→ **Problem statement**
Please extend the passage on the Africa Climate Summit, picking up right after its last sentence.
BEGIN Quoted passage
The summit’s solution? A global tax on the trade and use of fossil fuels. The levy would raise money for climate action, especially in poorer nations, as well as to reduce borrowing rates for lower income countries struggling with high debt burdens.
Global taxes are a tough sell of any kind, as they require lots of coordination and compromise. But if the African proposal can get buy-in from heavyweights like the US, EU, and China, it will have a shot.
Next up? The African proposal will be a major part of the UN’s upcoming COP28 summit on climate change in the UAE this November.
What Africa has to say about climate change
Dozens of world leaders are currently meeting in Nairobi, Kenya, for the first-ever Africa Climate Summit. While these gatherings often serve as mere talk shops, this summit represents a symbolic opportunity for the continent to lead on an issue that overwhelmingly affects its 1.3 billion people.
And there’s plenty of hype to back it up: An above-the-fold headline in the Daily Nation, a Kenyan daily newspaper, proclaimed this gathering as “Africa's moment.” Some big news has already come out of the summit, which ends today, but not everyone is happy about where things stand.
What’s on the agenda and what’s at stake?
The view from Africa. Africa is the world’s fastest growing continent, but it’s also the most vulnerable to the whiplash of a warming planet. Indeed, of the 20 countries hardest hit by the climate crisis, 85% are in Africa, US climate envoy John Kerry said this week.
Seeking to be a regional leader on the issue, Kenyan President William Ruto, who came to power in 2022, has made climate change mitigation – and accountability – a cornerstone of his foreign policy. Addressing the conference on Tuesday, Ruto claimed that climate change is crimping the continent’s economic growth by 5-15% annually, despite the fact that the continent accounts for less than 4% of global emissions.
But the focus of the summit, as laid out by the host, is not to reinforce a sense of victimhood, but rather to flip the script so that stakeholders come to see resource-rich African states as crucial stakeholders in the green economy. (Consider that despite the region’s abundance of natural resources, it accounts for just 3% of global energy investments.)
END Quoted passage
BEGIN Entries shown
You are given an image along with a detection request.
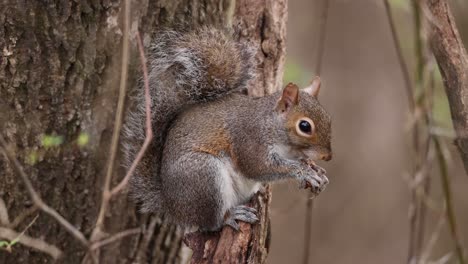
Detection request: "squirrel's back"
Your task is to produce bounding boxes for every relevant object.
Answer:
[123,27,255,211]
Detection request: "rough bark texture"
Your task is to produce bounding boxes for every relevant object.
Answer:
[427,0,468,173]
[0,0,286,263]
[0,0,286,263]
[184,0,287,264]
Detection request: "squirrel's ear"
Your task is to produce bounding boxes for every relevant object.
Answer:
[303,76,320,98]
[276,83,299,112]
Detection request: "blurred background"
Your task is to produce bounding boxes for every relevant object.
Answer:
[268,0,468,264]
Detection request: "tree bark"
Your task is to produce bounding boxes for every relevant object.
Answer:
[0,0,286,263]
[427,0,468,174]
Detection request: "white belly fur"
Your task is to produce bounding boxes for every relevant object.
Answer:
[218,159,261,214]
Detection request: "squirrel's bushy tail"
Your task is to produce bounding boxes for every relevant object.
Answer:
[123,27,255,212]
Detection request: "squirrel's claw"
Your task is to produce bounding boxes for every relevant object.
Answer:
[224,205,258,231]
[300,164,329,195]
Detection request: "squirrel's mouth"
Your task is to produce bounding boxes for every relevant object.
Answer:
[302,149,332,162]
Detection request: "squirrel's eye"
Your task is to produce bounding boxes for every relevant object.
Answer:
[299,120,312,134]
[296,117,315,137]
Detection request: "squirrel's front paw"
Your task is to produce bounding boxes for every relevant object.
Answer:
[224,205,258,231]
[300,163,329,195]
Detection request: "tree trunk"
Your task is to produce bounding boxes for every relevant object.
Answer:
[427,0,468,174]
[0,0,286,263]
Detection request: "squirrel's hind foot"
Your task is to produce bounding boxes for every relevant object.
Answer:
[224,205,258,231]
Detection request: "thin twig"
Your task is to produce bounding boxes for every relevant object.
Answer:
[0,227,62,259]
[91,0,130,237]
[434,138,465,264]
[0,197,10,226]
[8,205,38,229]
[0,135,89,247]
[111,32,153,195]
[384,0,415,112]
[419,208,446,264]
[302,0,329,264]
[91,228,141,250]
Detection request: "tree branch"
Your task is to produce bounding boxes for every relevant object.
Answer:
[426,0,468,174]
[0,227,62,259]
[0,136,89,248]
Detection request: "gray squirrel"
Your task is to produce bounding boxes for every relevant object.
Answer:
[123,27,331,230]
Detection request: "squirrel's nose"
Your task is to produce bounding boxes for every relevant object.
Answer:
[321,153,332,161]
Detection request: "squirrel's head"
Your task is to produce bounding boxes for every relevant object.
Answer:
[276,77,332,161]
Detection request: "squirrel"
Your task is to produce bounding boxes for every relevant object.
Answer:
[123,27,332,231]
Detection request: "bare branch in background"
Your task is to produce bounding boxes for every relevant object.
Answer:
[0,136,88,247]
[0,227,62,259]
[434,138,465,264]
[91,228,141,250]
[110,32,153,196]
[91,0,130,241]
[0,198,10,225]
[425,0,468,174]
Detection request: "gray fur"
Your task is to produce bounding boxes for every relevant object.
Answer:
[124,28,331,230]
[123,28,255,212]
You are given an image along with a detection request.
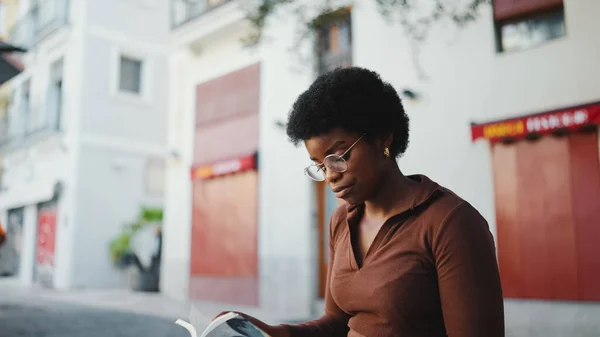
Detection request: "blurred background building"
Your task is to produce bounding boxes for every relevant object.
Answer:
[0,0,169,289]
[161,0,600,317]
[0,0,600,326]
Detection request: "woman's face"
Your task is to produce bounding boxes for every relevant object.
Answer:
[304,129,389,205]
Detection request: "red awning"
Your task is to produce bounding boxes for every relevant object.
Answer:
[471,102,600,142]
[191,153,257,180]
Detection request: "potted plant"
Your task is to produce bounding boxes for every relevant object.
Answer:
[110,207,163,291]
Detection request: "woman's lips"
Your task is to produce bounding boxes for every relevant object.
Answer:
[332,185,354,199]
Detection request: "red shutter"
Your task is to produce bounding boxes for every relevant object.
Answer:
[494,0,563,21]
[492,132,600,301]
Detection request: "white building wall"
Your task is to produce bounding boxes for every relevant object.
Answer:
[352,0,600,238]
[0,0,168,289]
[161,6,316,317]
[162,0,600,315]
[64,0,168,288]
[0,2,84,288]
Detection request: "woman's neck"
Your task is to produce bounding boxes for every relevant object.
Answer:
[365,165,419,218]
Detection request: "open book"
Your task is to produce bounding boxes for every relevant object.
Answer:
[175,312,269,337]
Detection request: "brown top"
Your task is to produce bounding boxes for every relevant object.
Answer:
[287,176,504,337]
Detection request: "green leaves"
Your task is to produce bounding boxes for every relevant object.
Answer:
[110,207,163,263]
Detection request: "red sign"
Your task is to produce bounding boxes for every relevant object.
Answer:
[192,154,256,180]
[471,103,600,142]
[36,207,56,266]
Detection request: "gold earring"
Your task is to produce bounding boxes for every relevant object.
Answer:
[383,147,390,158]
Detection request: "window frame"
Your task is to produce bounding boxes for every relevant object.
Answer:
[492,2,568,55]
[110,47,153,105]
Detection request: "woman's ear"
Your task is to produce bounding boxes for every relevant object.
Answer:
[382,133,394,149]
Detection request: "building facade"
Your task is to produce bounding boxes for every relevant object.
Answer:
[162,0,600,318]
[0,0,169,289]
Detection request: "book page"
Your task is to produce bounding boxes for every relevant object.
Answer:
[201,315,269,337]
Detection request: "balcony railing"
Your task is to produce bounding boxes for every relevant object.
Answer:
[171,0,231,29]
[0,103,61,149]
[9,0,70,49]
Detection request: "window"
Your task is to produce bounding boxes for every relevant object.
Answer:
[0,3,7,39]
[19,80,35,134]
[47,59,63,130]
[494,0,566,52]
[316,9,352,74]
[119,56,143,95]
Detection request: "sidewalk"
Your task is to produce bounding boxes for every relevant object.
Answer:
[0,278,600,337]
[0,278,300,324]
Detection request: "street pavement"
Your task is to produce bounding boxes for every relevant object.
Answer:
[0,281,600,337]
[0,299,189,337]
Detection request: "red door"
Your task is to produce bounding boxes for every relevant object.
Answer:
[35,202,57,285]
[492,131,600,301]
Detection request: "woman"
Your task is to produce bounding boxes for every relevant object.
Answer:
[223,68,504,337]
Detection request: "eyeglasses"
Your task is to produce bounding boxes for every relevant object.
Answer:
[304,134,365,181]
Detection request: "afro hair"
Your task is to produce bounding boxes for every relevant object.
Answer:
[287,67,409,157]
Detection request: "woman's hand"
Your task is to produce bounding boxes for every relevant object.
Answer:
[213,311,290,337]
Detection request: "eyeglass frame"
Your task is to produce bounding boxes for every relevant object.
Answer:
[304,133,366,181]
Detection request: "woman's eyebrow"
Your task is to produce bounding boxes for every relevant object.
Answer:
[310,140,346,162]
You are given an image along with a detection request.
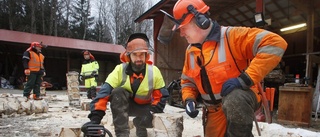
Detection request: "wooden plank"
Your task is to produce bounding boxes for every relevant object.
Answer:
[278,87,313,127]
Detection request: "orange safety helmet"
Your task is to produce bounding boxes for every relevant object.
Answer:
[83,50,91,55]
[30,42,43,48]
[173,0,210,30]
[82,50,95,60]
[120,33,150,62]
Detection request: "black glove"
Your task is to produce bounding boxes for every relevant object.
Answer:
[221,78,242,97]
[150,102,166,113]
[81,121,106,137]
[186,100,199,118]
[91,71,98,77]
[79,75,83,81]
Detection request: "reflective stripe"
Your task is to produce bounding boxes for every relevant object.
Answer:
[121,63,154,100]
[120,63,128,86]
[28,51,44,71]
[201,94,222,101]
[190,52,195,69]
[181,74,195,83]
[148,65,153,96]
[218,27,228,63]
[258,45,284,57]
[22,56,30,60]
[252,30,270,56]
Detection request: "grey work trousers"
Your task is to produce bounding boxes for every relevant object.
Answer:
[110,87,152,137]
[222,89,260,137]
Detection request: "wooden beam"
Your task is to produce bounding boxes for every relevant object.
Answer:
[306,0,314,84]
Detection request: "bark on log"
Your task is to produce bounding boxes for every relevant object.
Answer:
[59,127,81,137]
[0,95,49,115]
[152,113,183,137]
[66,71,81,107]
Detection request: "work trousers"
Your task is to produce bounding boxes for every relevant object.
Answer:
[84,77,98,99]
[222,89,260,137]
[23,73,42,97]
[110,87,153,137]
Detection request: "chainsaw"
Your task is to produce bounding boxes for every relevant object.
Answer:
[83,124,112,137]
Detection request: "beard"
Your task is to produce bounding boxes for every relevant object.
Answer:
[131,60,145,72]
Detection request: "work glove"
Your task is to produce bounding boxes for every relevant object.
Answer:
[150,102,166,113]
[79,75,82,81]
[24,69,30,76]
[91,71,98,77]
[186,100,199,118]
[220,78,242,97]
[81,121,105,137]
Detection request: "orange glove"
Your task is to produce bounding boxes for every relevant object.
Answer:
[24,69,30,76]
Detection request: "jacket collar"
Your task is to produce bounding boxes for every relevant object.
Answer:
[191,21,221,49]
[205,21,221,42]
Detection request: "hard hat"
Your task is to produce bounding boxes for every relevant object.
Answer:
[82,50,90,55]
[125,33,149,55]
[173,0,210,30]
[30,42,43,48]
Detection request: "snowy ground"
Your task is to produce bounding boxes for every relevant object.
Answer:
[0,89,320,137]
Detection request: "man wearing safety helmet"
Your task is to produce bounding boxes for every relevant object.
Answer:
[22,42,46,100]
[79,50,99,99]
[81,33,169,137]
[167,0,287,137]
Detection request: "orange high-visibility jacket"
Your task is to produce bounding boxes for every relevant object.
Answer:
[181,23,287,102]
[28,50,44,71]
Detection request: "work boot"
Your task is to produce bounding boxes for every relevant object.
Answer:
[136,127,148,137]
[23,95,30,102]
[132,117,148,137]
[87,89,92,99]
[33,94,42,100]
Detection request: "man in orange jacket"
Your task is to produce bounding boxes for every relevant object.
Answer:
[81,33,169,137]
[166,0,287,137]
[22,42,46,100]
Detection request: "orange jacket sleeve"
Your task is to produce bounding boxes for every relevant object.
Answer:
[228,27,287,83]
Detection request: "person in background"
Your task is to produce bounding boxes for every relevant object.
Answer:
[79,50,99,99]
[167,0,287,137]
[81,33,169,137]
[22,42,46,100]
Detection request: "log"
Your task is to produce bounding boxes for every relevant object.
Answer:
[5,97,20,115]
[152,113,183,137]
[59,126,81,137]
[81,100,91,111]
[30,100,49,114]
[66,71,81,107]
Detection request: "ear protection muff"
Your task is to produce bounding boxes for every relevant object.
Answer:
[120,52,150,62]
[187,5,210,29]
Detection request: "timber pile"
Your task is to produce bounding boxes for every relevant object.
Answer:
[66,71,80,107]
[0,94,49,115]
[152,113,183,137]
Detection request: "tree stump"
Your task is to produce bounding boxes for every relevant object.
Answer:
[59,127,81,137]
[152,113,183,137]
[81,100,91,111]
[0,97,49,115]
[66,71,80,107]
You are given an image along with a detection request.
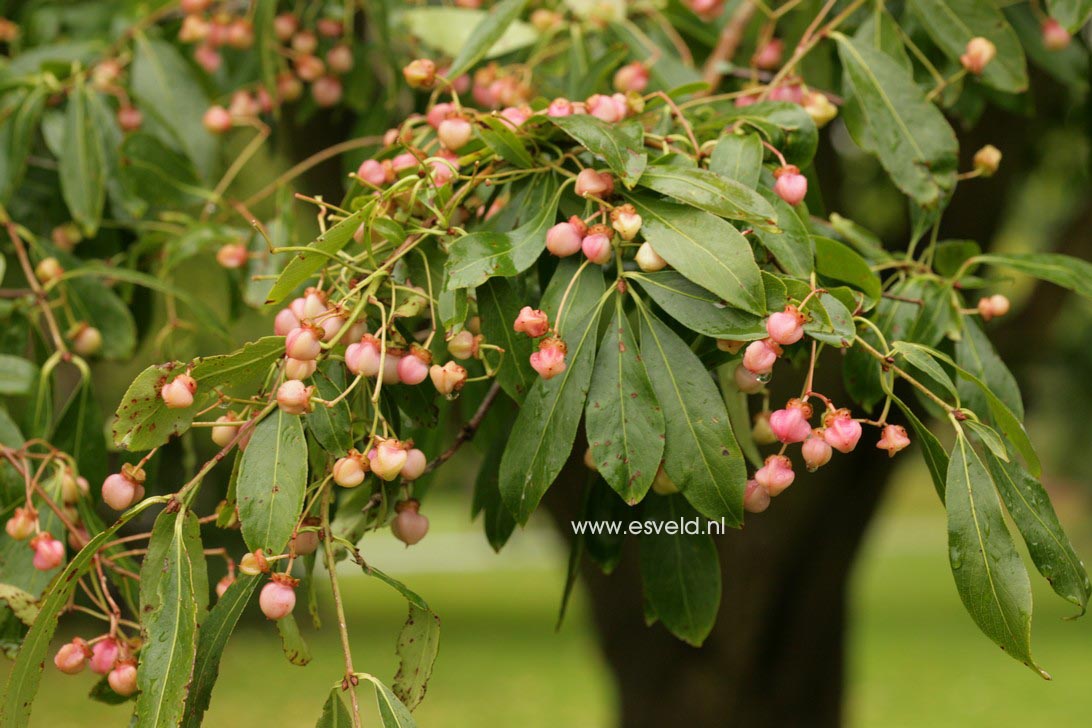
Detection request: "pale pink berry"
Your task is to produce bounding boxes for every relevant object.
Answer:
[91,636,120,675]
[106,660,137,696]
[959,36,997,75]
[574,167,614,198]
[356,159,391,187]
[448,329,480,359]
[744,478,770,513]
[876,425,910,457]
[436,116,474,152]
[610,203,642,240]
[531,336,568,379]
[614,61,649,94]
[744,338,781,377]
[773,165,808,206]
[734,365,765,394]
[800,430,833,473]
[284,357,319,380]
[755,455,796,497]
[428,361,466,395]
[633,242,667,273]
[258,574,296,620]
[202,106,232,134]
[770,398,811,443]
[512,306,549,338]
[580,225,614,265]
[284,324,324,361]
[103,467,144,511]
[401,447,428,480]
[159,374,198,409]
[391,499,428,546]
[368,440,408,481]
[546,223,584,258]
[54,637,91,675]
[765,306,807,346]
[276,379,314,415]
[333,450,368,488]
[822,407,860,453]
[3,506,38,541]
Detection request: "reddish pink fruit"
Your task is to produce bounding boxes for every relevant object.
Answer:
[755,455,796,497]
[258,573,297,620]
[822,407,860,453]
[531,336,568,379]
[773,165,808,206]
[744,478,770,513]
[770,398,811,443]
[512,306,549,338]
[391,499,428,546]
[765,306,807,346]
[876,425,910,457]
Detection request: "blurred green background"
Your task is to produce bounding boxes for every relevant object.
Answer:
[10,457,1092,728]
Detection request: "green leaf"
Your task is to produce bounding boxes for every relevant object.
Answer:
[945,434,1048,677]
[446,177,561,289]
[634,200,765,315]
[584,294,664,505]
[709,134,764,190]
[276,612,311,667]
[986,452,1092,614]
[57,83,106,238]
[832,33,959,207]
[391,602,440,711]
[627,270,768,341]
[638,165,778,230]
[182,574,261,728]
[448,0,527,79]
[549,114,649,189]
[0,354,38,395]
[499,276,603,525]
[641,309,747,526]
[314,688,353,728]
[137,506,209,726]
[236,407,307,553]
[640,496,721,647]
[811,235,883,308]
[910,0,1028,94]
[265,202,375,303]
[477,278,537,402]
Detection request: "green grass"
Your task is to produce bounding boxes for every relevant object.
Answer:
[8,478,1092,728]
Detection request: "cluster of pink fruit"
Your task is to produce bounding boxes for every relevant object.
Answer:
[54,634,137,696]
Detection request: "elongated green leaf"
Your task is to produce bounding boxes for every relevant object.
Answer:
[634,200,765,315]
[630,271,768,341]
[182,574,261,728]
[986,452,1092,614]
[137,511,209,727]
[477,278,536,402]
[0,498,164,728]
[265,202,375,303]
[641,311,747,526]
[910,0,1028,94]
[448,0,527,79]
[945,435,1049,677]
[832,33,959,207]
[391,602,440,711]
[641,496,721,647]
[499,276,603,525]
[446,177,561,289]
[584,294,664,505]
[709,134,764,190]
[638,165,778,230]
[549,114,649,188]
[236,408,307,553]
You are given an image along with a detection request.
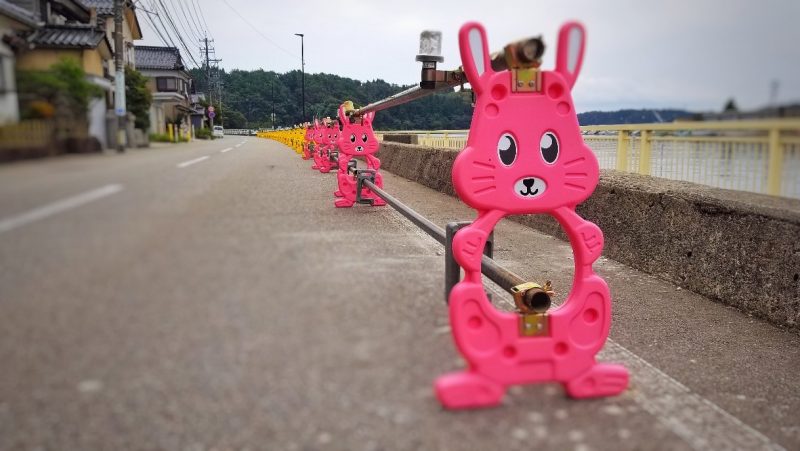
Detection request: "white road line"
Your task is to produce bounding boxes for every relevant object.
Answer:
[0,184,122,233]
[390,211,785,451]
[177,156,209,169]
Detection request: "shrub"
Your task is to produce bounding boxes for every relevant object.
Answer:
[17,58,104,118]
[194,128,214,139]
[150,133,172,143]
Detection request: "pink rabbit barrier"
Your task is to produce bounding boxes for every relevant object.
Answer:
[435,22,628,409]
[333,105,386,208]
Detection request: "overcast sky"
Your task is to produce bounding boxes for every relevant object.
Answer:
[138,0,800,111]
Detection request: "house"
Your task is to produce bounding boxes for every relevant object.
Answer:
[0,0,38,125]
[135,46,196,139]
[7,0,142,147]
[81,0,142,68]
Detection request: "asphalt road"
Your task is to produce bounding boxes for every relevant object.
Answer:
[0,137,800,450]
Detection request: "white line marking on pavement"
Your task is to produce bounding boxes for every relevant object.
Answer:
[390,211,785,451]
[177,156,209,169]
[0,184,122,233]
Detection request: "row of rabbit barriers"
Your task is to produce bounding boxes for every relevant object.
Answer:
[260,22,628,409]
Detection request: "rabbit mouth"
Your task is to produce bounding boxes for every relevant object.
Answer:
[514,177,547,199]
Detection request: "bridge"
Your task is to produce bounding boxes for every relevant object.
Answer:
[0,133,800,449]
[0,22,800,450]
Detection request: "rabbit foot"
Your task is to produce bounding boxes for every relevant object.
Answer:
[434,372,506,409]
[334,199,355,208]
[564,363,628,398]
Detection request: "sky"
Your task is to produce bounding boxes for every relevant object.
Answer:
[137,0,800,111]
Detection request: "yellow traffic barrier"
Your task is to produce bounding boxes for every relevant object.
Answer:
[256,124,309,155]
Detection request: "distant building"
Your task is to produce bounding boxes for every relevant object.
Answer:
[0,0,38,125]
[135,46,196,138]
[5,0,142,147]
[683,103,800,121]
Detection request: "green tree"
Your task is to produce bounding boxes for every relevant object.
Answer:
[125,66,153,131]
[17,58,103,118]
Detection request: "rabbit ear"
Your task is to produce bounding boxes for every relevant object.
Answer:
[556,22,586,89]
[458,22,494,94]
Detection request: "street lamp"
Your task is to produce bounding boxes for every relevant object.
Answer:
[294,33,306,122]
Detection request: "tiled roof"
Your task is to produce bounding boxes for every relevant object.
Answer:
[81,0,114,16]
[28,25,106,49]
[0,0,36,27]
[134,45,183,70]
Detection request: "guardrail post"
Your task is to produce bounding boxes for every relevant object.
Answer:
[617,130,630,171]
[639,130,650,175]
[767,127,783,196]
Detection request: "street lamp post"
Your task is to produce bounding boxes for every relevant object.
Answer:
[294,33,306,122]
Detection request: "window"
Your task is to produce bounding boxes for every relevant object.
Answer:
[156,77,178,92]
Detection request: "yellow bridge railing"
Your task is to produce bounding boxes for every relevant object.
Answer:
[377,119,800,198]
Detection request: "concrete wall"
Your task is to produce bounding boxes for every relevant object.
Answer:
[378,142,800,330]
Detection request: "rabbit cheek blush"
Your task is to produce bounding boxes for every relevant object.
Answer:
[434,22,628,409]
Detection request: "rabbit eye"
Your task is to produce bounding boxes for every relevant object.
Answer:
[497,133,517,166]
[539,132,558,164]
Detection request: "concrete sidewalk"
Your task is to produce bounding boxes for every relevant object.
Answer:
[0,139,800,450]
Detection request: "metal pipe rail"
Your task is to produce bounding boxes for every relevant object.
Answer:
[351,77,466,116]
[363,179,551,313]
[350,32,544,117]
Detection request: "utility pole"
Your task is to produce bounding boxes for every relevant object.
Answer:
[294,33,306,122]
[114,0,127,153]
[200,37,222,130]
[269,80,275,130]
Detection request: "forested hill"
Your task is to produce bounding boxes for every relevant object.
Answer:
[190,69,689,130]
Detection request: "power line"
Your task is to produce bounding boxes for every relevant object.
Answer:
[191,0,211,34]
[216,0,299,58]
[158,0,199,67]
[150,0,178,53]
[155,0,200,67]
[142,8,169,47]
[189,0,208,36]
[167,1,202,43]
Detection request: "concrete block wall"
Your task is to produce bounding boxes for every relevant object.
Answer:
[378,142,800,331]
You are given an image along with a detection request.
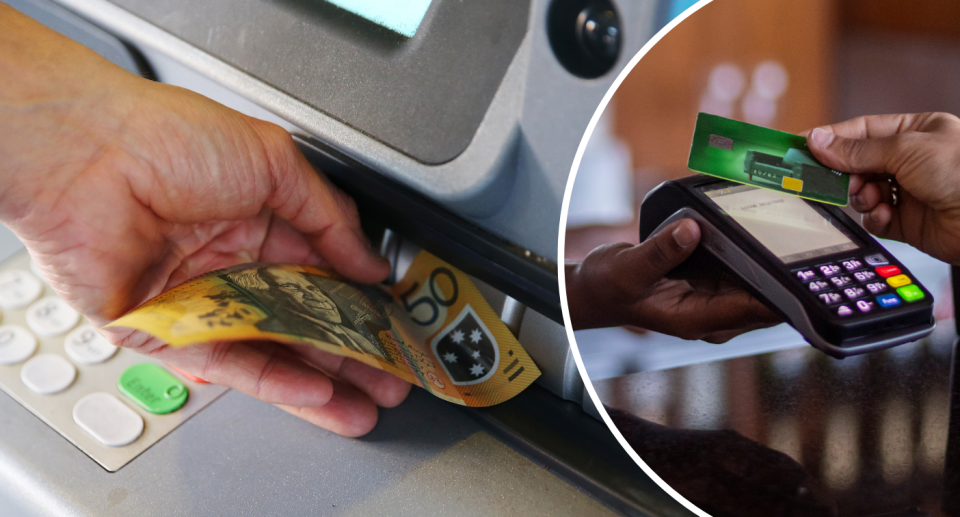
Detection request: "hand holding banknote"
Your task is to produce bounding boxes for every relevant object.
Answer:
[0,3,410,435]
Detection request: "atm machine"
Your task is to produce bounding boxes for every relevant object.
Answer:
[0,0,685,515]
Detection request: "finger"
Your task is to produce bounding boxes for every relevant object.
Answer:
[861,203,903,240]
[291,346,412,407]
[653,291,782,339]
[258,216,329,267]
[616,219,700,286]
[277,381,378,437]
[122,340,334,407]
[850,180,882,213]
[256,123,390,283]
[849,174,867,199]
[807,128,900,174]
[802,113,926,140]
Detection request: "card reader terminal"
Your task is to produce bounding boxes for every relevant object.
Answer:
[640,175,936,358]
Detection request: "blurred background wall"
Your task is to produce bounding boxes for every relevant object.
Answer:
[566,0,960,259]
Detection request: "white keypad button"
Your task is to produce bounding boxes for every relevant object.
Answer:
[63,325,117,364]
[73,391,143,447]
[20,354,77,395]
[27,296,80,337]
[0,325,37,364]
[0,269,43,309]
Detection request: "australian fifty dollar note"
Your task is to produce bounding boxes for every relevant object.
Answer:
[108,251,540,407]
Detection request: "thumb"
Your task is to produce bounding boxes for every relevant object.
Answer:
[624,219,700,285]
[807,128,899,174]
[261,123,390,283]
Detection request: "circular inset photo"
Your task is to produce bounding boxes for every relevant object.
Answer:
[560,0,960,517]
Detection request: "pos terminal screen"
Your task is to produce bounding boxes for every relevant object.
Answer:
[700,185,860,264]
END Entries shown
→ **Response**
So far, what’s come out of the meeting? Large economies appear to be throwing money at the problem. The US, for its part, pledged $30 million to help the continent deal with climate-induced food insecurity, about one-third of which will go towards finding technical solutions to food scarcity and storage. Meanwhile, the EU pledged €1 billion ($1.08 billion) to make emerging African markets more attractive for foreign energy investors.
But perhaps the biggest news came from investors in the oil-rich United Arab Emirates, who announced a deal to buy a whopping $4.5 billion worth of carbon credits from the Africa Carbon Markets Initiative, which was formed last year to expand the continent’s involvement in the voluntary carbon trade market.
"The main takeaway so far is the deepening of relations with the Middle East on climate issues," says Franck Gbaguidi, a climate and energy expert at Eurasia Group, adding that "the goal is to develop 15 GW of clean power [in Africa] by the end of the decade."
Recap: What are carbon credits again?
Carbon credits are part of a broader cap-and-trade scheme that, in theory, aims to minimize global greenhouse gas emissions. These are most commonly used by companies that get a number of credits – each one equal to one ton of carbon dioxide – which can then be used to sell and trade excesses with other companies through clean investments in things like renewable energy or forests.
Take one recent example, whereby a group of Saudi companies purchased a whopping $2.2 million tons of carbon credits, 70% of which were linked to African projects, including a scheme to supply environmentally friendly cookstoves to communities across Kenya and Rwanda.
Still, many people aren't on board with this approach. Around 500 people marched in Nairobi on Monday to protest the carbon offset scheme. They say that carbon credits are used by Western corporations to further their own bottom lines while doing little to minimize dirty emissions. They’ve also raised questions about a lack of transparency and questionable quality of some of these investments.
What's more, in the lead-up to this week's event, activist organizations condemned the summit for backing “false solutions,” calling instead for climate reparations and debt relief as a way to reconcile the burden faced by emerging markets as a result of rapid development in the West.
Looking ahead. The Africa summit is just round one. In November, delegates from around the world will flock to Dubai for COP28, the annual UN Climate Conference, and regional African heavyweights want to make sure that their voices have been heard.
"There's a strong sense that the topic is becoming a top priority for many African governments and heads of state are trying to speak with one voice ahead of COP28," Gbaguidi says. Yet, while "they are all on the same page regarding the need for more climate finance ... they are more divided, however, regarding the pace of decarbonization -- Kenya, the host, is the most ambitious country here," he says.
Still, a huge chasm exists between expectations and reality. A recent report by the Climate Policy Initiative found that $277 billion annually is needed to help the region meet its 2030 climate goals. That’s a lot more than the $30 billion currently flowing into the continent each year.